[TEXTE FOURNI]

▼

Confiance PAROLE PUBLIQUE nov. 2021

Entretien avec Anne Muxel, directrice de recherche au CEVIPOF (CNRS/Sciences Po) et directrice du domaine Défense et Société de l’IRSEM (ministère des armées).

Entretien avec Anne Muxel
Directrice de recherche au CEVIPOF (CNRS/Sciences Po) et directrice du domaine Défense et Société de l’IRSEM (ministère des armées)

Cet article a été publié dans la revue PAROLE PUBLIQUE n°28 de novembre 2021 à découvrir ici

_Lors de la pandémie, les jeunes ont-ils accepté les mesures de prévention et de contrôle ?

Anne Muxel - On a beaucoup cherché à instrumentaliser l’antagonisme entre les générations : d’un côté une génération sacrifiée, des parcours scolaires ou de formation bouleversés, une insertion sociale et professionnelle compromise, de l’autre des « vieux » qu’il fallait protéger à tout prix. J’ai constaté au contraire que la crise sanitaire a suscité au sein de la jeunesse une prise de conscience des risques encourus par les aînés, c’est-à-dire par leurs familles. Je n'ai pas ressenti d’indifférence ou d’acrimonie, mais une inquiétude face à la possibilité de transmettre ce virus inconnu et mortel à leurs proches, parents et grands-parents. Du côté des personnes plus âgées, il n'y avait rien non plus d'un repli égoïste et s’est aussi exprimée une conscience de la situation problématique dans laquelle se retrouvait la jeunesse, entravée dans ses projets et dans ses élans. Les uns et les autres ont fait l’expérience de la vulnérabilité de la vie elle-même face à une pandémie inédite. Cette prise de conscience a plutôt rapproché les générations qu'elle ne les a écartées.

▲

[DONNÉES RÉPERTORIÉES]
▼

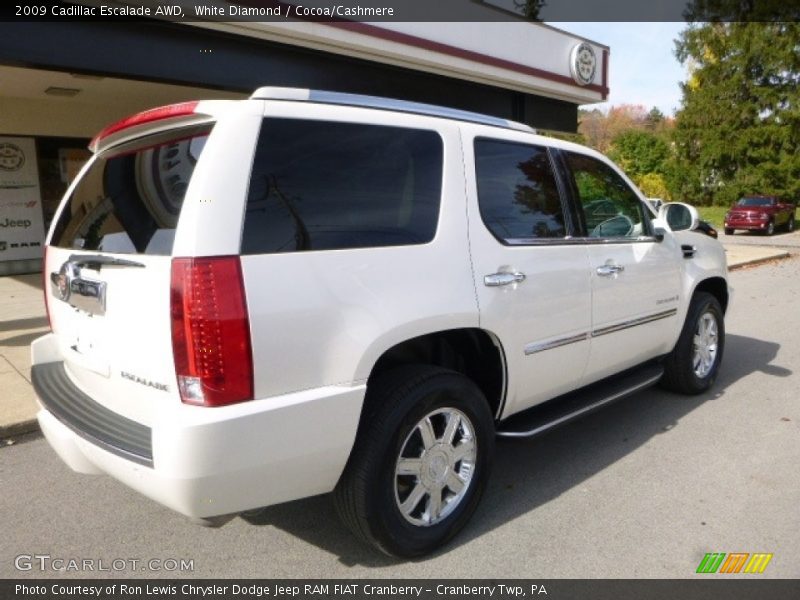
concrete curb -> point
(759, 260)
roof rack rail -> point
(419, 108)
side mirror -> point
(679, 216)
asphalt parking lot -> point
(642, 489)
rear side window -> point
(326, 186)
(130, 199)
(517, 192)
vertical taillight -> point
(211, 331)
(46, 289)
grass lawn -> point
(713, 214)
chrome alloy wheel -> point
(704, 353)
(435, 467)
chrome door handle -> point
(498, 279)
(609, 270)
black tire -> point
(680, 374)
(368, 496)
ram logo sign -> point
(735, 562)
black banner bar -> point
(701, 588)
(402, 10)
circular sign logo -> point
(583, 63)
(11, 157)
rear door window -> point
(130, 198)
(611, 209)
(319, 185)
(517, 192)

▲
▼

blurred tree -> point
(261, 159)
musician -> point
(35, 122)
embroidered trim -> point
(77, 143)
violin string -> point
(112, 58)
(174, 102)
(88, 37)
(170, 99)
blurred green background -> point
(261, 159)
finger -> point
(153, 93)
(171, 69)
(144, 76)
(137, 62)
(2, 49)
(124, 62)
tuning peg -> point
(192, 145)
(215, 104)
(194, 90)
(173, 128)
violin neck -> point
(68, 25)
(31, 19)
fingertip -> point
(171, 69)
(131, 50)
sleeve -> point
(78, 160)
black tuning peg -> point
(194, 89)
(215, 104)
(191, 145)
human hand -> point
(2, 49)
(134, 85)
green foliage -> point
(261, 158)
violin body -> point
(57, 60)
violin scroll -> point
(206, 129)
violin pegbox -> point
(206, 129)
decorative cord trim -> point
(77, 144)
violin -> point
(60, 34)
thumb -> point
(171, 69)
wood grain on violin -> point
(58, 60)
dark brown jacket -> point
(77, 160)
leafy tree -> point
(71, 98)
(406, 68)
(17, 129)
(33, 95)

▲
▼

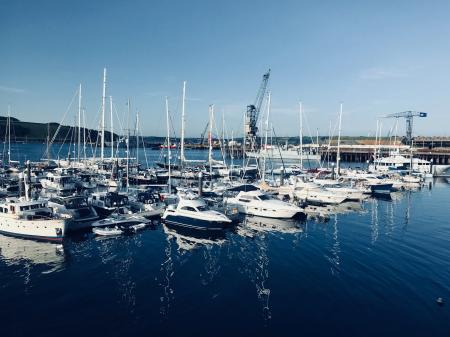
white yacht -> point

▲

[ÉNONCÉ] Relevez, dans le texte, tous les organismes et institutions auxquels la présentation d'Anne Muxel la rattache. Seul le texte fourni doit servir de référence.

[CORRIGÉ] CEVIPOF, CNRS, Sciences Po, IRSEM, ministère des armées